* **WHAT THIS TASK INVOLVES**:
Copy all the material that follows, keeping every character the same.

* **PROVIDED DATA**:
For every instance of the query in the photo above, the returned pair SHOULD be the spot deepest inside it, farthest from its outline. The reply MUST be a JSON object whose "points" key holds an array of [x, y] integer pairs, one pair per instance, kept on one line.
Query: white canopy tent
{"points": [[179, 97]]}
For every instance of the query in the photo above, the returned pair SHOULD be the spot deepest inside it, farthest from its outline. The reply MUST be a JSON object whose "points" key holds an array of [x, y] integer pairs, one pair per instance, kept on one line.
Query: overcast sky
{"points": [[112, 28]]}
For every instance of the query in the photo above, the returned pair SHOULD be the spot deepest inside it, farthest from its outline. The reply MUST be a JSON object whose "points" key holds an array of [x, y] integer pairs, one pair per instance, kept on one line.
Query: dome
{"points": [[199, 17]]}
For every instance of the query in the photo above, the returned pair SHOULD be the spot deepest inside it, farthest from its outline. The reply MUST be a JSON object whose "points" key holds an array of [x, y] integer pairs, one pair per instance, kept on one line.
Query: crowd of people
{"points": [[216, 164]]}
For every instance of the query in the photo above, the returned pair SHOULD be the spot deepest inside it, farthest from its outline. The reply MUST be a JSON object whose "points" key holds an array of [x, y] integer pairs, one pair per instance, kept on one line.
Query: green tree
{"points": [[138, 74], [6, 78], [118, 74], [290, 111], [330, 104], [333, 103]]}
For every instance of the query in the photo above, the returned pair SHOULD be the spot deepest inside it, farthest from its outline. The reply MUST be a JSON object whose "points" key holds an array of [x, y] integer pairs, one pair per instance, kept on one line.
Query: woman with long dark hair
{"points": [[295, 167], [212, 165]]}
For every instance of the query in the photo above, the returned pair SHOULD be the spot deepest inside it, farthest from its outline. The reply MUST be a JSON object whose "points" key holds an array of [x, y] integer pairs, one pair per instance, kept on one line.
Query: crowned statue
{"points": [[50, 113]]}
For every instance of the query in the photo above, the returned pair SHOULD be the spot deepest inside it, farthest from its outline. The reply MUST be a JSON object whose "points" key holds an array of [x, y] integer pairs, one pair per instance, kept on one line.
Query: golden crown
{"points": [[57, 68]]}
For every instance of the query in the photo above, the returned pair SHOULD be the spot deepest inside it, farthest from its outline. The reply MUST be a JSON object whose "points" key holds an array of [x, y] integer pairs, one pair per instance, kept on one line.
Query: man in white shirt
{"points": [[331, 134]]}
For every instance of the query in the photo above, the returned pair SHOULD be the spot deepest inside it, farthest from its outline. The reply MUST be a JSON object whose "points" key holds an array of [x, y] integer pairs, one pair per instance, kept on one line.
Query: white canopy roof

* **ANSWER FOR THE TASK**:
For every instance of the query in the photo above, the returned pair SHOULD be the spot deepest inside it, farthest from its outline. The reply MUST be a JSON object whose "points" key holds an array of [x, y] integer pairs, one pair per instance, kept on one line.
Query: white canopy tent
{"points": [[179, 97]]}
For every instance of the query in the photo above, the returned pair SHOULD be the spot deepest inside it, farthest from its outline. The reply MUST be a JSON object whose "points" key holds an array of [x, y] integer pairs, one pair per instance, kept on one line.
Query: overcast sky
{"points": [[112, 28]]}
For every instance of the query in the photo above, the returned pair SHOULD be the spot deepest inside it, farthest from its outline. The reply MUST be a JSON object whose "points" key holds an array of [x, y] integer pairs, one pair per instance, kept on one line.
Query: dome
{"points": [[199, 17]]}
For every instance of the query in the photo above, the returned pair SHOULD be the spot deepest inside it, farthest from its outline. The reply MUST be a JSON object whose "points" key holds an array of [x, y] integer pairs, one pair per instance, kept on one line.
Query: crowd of people
{"points": [[216, 164]]}
For every instance of the query in the photo above, the returned pair SHOULD be the spot deepest inside it, farthest from its outline. The reply MUST be a JSON object whose "points" key holds an array of [x, y] integer pairs, one pair per instance, kept on one line.
Query: green tree
{"points": [[138, 74], [6, 78], [118, 74], [290, 111], [330, 104], [333, 103]]}
For every instance of the query in the photo above, the returned pair SHOULD be the spot deepest inside it, farthest from its outline. The reply MUST be a JSON object whose "points" key holds an array of [x, y] integer pairs, one pair per instance, kept on one line.
Query: woman with long dark hair
{"points": [[295, 167], [212, 165]]}
For every instance of the query in the photo above, the returned pair SHOULD be the spot deepest inside it, farthest from its outline. The reply MUST be a JSON object whose "points" key holds an array of [x, y] integer pairs, one pair per instance, kept on one line.
Query: crowned statue
{"points": [[50, 113]]}
For every instance of the query in the photo above, the returned pair SHOULD be the spot deepest inside it, farthest from its outline. The reply MUST be a JSON object whose "points" key holds an array of [x, y] integer pairs, one pair per instance, kept on one line.
Query: golden crown
{"points": [[57, 68]]}
For every instance of the query in the photo above, the returned pair SHOULD be the spot deepest inside it, farthest from its outline. The reply MUST be a JSON object whose "points" key holds an array of [x, y] integer pairs, one pair per instance, kept on one line.
Query: man in white shirt
{"points": [[331, 134]]}
For every instance of the query in the photo above, the returned pair SHOULD be the spot deepest inside it, farthest from its outline. The reply MUST be a JSON object whose "points" key holds an array of [x, y] integer pairs, one pair per instance, kept on one line.
Query: white canopy roof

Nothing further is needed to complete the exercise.